[[ Exercise materials open ]]
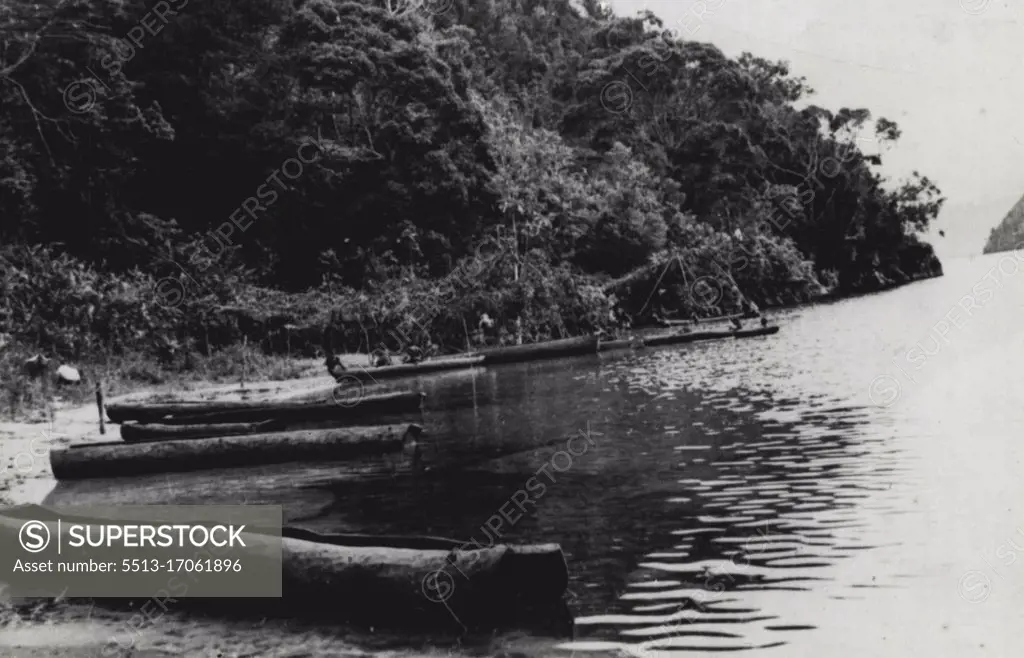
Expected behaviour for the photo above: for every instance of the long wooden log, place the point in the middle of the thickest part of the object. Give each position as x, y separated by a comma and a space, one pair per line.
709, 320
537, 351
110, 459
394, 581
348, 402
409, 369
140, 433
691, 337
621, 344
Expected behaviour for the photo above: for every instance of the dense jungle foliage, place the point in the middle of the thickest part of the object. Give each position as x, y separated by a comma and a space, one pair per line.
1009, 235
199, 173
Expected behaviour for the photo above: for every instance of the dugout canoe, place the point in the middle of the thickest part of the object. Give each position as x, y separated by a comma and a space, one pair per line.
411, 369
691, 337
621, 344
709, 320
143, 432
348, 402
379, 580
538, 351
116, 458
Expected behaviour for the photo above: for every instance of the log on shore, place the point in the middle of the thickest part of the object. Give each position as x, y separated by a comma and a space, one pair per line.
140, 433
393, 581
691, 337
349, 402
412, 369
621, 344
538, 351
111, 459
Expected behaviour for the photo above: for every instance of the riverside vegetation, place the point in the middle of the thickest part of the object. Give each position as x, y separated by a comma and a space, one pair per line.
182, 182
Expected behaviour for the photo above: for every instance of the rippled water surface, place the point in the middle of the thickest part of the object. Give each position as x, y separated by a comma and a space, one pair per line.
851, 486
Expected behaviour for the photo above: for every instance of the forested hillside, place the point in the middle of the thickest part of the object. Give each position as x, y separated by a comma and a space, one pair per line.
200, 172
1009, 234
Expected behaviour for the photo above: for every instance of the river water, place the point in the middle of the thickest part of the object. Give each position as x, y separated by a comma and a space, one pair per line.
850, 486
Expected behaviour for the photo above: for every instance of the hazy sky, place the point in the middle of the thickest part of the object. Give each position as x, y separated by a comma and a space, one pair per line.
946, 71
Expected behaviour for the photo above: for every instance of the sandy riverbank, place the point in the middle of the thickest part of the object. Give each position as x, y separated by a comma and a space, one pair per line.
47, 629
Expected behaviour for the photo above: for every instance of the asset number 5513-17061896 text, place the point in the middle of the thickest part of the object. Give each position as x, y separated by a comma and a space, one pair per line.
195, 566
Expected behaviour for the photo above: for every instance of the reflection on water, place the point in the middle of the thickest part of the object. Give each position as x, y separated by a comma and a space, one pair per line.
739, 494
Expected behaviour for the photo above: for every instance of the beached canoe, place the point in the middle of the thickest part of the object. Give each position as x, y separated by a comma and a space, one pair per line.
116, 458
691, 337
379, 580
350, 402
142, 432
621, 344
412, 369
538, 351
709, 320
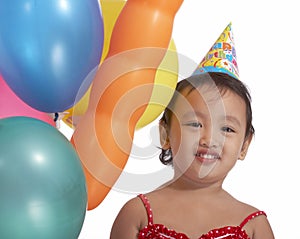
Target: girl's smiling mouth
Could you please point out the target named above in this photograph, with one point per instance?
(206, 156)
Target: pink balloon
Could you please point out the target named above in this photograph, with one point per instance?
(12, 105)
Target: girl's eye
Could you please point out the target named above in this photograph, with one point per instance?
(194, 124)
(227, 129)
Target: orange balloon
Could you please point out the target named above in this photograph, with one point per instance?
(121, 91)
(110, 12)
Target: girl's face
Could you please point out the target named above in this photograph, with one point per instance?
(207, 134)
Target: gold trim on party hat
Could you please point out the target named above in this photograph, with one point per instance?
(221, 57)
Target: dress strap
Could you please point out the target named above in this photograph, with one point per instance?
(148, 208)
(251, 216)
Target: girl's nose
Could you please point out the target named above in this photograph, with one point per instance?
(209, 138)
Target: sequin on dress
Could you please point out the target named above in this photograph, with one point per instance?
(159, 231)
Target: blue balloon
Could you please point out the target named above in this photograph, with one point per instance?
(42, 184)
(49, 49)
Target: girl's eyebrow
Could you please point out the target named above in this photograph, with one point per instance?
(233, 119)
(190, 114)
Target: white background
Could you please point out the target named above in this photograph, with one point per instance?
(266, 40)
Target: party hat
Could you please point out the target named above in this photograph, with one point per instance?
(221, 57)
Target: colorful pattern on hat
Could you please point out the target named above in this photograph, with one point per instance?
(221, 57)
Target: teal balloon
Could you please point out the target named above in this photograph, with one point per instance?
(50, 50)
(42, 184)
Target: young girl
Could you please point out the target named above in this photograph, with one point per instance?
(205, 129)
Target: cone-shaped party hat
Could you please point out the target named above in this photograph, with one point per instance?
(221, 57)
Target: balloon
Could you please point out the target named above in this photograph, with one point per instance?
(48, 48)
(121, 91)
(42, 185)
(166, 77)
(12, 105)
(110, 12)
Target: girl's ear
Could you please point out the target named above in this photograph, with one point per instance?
[[ Exercise materials closed ]]
Work instruction:
In the listing above, find the line holding "Target: colorful pattern on hat" and the line holding "Target: cone-shaped party hat", then output those two lines and every line between them exactly.

Completed task:
Target: colorful pattern on hat
Could you please point out the target named above in this photograph, with one point per instance?
(221, 57)
Target: teal balloon
Could you please point out the target named above in this photograph, with one point per instance?
(50, 50)
(42, 184)
Target: young girl
Could you please point out the target named above in this photograph, with one point per instance?
(205, 129)
Target: cone-shaped party hat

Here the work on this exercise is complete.